------ Rows ------

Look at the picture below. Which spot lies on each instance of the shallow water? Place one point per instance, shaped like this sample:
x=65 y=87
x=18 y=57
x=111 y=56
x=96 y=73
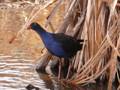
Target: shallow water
x=17 y=73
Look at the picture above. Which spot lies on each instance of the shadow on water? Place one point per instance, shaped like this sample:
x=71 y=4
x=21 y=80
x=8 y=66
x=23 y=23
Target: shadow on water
x=16 y=73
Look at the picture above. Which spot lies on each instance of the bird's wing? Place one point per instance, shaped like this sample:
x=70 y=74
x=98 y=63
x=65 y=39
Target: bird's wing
x=68 y=43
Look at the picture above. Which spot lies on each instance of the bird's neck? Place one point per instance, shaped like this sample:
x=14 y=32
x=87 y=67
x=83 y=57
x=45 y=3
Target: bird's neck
x=43 y=34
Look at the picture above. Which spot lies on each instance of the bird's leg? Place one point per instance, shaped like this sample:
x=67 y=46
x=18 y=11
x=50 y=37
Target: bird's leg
x=68 y=73
x=59 y=73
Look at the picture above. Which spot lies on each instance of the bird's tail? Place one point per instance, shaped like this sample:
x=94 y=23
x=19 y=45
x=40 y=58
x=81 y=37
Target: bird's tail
x=80 y=40
x=80 y=43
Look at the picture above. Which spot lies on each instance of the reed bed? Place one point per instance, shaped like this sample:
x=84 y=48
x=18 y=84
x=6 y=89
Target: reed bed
x=98 y=23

------

### What is needed
Reproduce all of the lines above word for word, leaving out the picture.

### Response to this task
Look at the picture below. Which spot lies on each instance of the shallow water? Place one point per instance, shaped like this sample:
x=65 y=87
x=18 y=57
x=111 y=56
x=96 y=73
Target: shallow water
x=17 y=73
Look at the picture above. Which spot lies on each instance of the shadow on water? Place one point per instance, shaped like this sample:
x=71 y=4
x=21 y=80
x=8 y=66
x=23 y=23
Target: shadow on water
x=16 y=73
Look at the picture above. Which spot lies on each instance of the bird's wing? Place one point per instance, shaped like this sample:
x=70 y=74
x=98 y=63
x=65 y=39
Target: bird's wing
x=68 y=43
Look at the picture above. Which spot lies on each instance of the bird's neck? Place one point per instance, shaped like this sample:
x=14 y=32
x=87 y=67
x=83 y=57
x=45 y=3
Target: bird's neck
x=43 y=34
Look at the picture above. Which spot lies on each instance of the bird's leg? Place one point per instance, shaped like this sample:
x=67 y=46
x=18 y=11
x=50 y=37
Target: bird's leg
x=68 y=73
x=59 y=73
Look at the picture above. Which spot lies on each instance of the bird's tail? Place one point per instance, shaped like this sample:
x=94 y=23
x=19 y=45
x=40 y=58
x=81 y=37
Target: bird's tail
x=80 y=40
x=80 y=43
Look at the picture above. Which spot lies on each instance of the reed bed? Place one point per instance, shaped like this sample:
x=84 y=48
x=18 y=84
x=6 y=89
Target: reed bed
x=98 y=23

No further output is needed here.